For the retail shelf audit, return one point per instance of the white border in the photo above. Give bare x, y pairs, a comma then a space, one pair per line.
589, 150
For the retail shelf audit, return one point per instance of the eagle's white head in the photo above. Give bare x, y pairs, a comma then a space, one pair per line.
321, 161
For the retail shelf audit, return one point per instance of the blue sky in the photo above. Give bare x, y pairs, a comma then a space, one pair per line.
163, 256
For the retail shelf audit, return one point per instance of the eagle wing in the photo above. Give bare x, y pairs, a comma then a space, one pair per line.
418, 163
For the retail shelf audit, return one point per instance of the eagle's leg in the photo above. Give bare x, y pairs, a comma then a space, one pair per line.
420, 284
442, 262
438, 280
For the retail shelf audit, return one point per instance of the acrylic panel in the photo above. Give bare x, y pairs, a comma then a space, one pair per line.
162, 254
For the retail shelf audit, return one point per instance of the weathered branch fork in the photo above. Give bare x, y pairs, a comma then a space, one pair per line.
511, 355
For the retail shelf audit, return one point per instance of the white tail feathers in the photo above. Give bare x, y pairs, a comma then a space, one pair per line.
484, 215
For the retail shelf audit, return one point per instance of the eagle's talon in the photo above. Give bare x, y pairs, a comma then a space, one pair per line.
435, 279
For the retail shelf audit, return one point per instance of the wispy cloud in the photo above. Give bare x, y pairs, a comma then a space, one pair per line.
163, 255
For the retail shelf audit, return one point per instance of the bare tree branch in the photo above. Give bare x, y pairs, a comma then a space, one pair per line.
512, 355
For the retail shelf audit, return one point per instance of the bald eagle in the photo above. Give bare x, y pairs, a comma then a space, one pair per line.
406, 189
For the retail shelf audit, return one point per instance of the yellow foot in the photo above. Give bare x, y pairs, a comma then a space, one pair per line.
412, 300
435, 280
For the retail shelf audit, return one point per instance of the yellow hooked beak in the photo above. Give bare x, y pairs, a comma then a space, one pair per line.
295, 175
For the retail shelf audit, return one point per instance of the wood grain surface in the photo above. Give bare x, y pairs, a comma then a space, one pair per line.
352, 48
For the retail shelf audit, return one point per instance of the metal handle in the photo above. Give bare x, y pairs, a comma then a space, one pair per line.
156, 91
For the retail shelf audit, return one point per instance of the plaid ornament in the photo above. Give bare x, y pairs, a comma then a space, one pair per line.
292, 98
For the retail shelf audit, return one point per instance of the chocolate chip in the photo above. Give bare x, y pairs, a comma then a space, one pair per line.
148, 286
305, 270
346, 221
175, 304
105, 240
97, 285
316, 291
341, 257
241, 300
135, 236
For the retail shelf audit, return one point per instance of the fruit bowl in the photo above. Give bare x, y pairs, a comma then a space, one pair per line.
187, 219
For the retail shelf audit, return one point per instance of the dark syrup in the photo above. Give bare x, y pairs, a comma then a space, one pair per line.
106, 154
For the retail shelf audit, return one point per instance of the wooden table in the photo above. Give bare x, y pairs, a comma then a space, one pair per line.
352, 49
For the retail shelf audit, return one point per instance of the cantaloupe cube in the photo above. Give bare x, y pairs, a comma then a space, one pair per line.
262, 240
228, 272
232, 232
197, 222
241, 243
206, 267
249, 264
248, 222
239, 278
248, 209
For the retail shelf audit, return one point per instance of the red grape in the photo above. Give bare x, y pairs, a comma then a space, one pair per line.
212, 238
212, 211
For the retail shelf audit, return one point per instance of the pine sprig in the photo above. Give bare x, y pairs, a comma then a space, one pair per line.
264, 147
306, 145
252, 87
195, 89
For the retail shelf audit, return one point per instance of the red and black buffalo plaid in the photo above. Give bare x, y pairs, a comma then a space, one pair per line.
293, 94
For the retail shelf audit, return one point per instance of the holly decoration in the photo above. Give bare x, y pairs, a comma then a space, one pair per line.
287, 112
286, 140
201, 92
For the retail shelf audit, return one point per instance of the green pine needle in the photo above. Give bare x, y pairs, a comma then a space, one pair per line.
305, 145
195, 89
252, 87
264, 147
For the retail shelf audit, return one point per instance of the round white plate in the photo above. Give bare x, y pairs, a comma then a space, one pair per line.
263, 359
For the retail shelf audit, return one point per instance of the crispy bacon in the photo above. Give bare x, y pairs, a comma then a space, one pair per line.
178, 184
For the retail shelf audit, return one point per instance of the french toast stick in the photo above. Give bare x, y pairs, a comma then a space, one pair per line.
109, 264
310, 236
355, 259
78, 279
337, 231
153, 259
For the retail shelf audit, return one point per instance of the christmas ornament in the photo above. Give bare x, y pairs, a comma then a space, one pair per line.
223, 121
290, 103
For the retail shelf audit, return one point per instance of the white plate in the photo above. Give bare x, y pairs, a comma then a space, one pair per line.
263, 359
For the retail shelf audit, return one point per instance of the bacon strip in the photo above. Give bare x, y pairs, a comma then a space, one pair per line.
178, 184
================================
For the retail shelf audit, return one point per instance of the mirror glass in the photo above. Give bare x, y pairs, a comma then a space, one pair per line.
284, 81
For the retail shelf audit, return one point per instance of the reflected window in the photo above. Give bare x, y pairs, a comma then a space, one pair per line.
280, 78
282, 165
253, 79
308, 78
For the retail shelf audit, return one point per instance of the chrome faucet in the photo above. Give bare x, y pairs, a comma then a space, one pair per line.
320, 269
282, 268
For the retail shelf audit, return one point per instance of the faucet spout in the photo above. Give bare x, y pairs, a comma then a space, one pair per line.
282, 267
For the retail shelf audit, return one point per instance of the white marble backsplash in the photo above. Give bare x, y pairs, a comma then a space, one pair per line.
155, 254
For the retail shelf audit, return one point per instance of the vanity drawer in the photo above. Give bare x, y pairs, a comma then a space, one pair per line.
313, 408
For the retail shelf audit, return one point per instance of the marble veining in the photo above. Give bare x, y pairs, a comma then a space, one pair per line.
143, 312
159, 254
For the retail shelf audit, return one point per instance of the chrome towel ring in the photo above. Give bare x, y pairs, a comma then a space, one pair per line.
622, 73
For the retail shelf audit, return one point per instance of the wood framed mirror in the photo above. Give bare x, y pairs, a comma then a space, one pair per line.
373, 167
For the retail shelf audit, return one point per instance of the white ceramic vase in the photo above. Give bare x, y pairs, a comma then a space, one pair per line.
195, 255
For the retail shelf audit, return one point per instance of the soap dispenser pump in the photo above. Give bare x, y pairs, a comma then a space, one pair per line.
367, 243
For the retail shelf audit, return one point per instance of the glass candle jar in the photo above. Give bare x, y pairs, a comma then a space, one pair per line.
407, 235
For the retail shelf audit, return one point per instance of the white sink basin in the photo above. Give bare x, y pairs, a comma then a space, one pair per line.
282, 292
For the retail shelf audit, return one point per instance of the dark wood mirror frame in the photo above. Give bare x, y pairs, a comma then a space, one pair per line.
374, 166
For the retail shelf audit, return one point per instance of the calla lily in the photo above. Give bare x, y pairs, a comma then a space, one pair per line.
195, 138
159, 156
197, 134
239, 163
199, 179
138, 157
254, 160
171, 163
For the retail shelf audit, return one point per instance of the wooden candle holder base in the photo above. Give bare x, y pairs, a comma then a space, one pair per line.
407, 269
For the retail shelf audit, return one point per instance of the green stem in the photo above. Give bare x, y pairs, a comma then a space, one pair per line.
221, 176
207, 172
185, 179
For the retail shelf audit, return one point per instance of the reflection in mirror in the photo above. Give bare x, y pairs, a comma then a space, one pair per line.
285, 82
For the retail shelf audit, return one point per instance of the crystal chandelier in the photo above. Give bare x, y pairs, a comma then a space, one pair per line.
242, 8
================================
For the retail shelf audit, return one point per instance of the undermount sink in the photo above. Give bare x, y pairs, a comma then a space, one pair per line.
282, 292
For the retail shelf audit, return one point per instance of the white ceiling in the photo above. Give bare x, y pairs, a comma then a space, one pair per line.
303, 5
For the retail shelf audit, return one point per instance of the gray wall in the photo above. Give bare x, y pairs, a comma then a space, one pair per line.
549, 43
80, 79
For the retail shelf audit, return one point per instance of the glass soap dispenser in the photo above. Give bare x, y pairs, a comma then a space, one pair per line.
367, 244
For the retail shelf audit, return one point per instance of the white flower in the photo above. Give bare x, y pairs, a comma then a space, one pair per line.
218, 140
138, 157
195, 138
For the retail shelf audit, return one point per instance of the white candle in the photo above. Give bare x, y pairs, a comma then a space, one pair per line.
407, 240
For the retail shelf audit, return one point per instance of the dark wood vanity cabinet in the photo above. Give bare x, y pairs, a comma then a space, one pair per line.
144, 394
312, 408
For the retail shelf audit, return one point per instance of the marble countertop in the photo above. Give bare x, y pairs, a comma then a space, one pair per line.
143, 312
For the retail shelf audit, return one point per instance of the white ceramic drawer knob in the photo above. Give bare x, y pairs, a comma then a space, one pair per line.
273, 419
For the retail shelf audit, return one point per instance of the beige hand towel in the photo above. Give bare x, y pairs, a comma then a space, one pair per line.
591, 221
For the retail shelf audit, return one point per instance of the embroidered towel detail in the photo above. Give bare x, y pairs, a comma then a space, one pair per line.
================================
● Short problem
How many lines in the items above contain the word "chrome"? Reply with the number alone.

● Response
2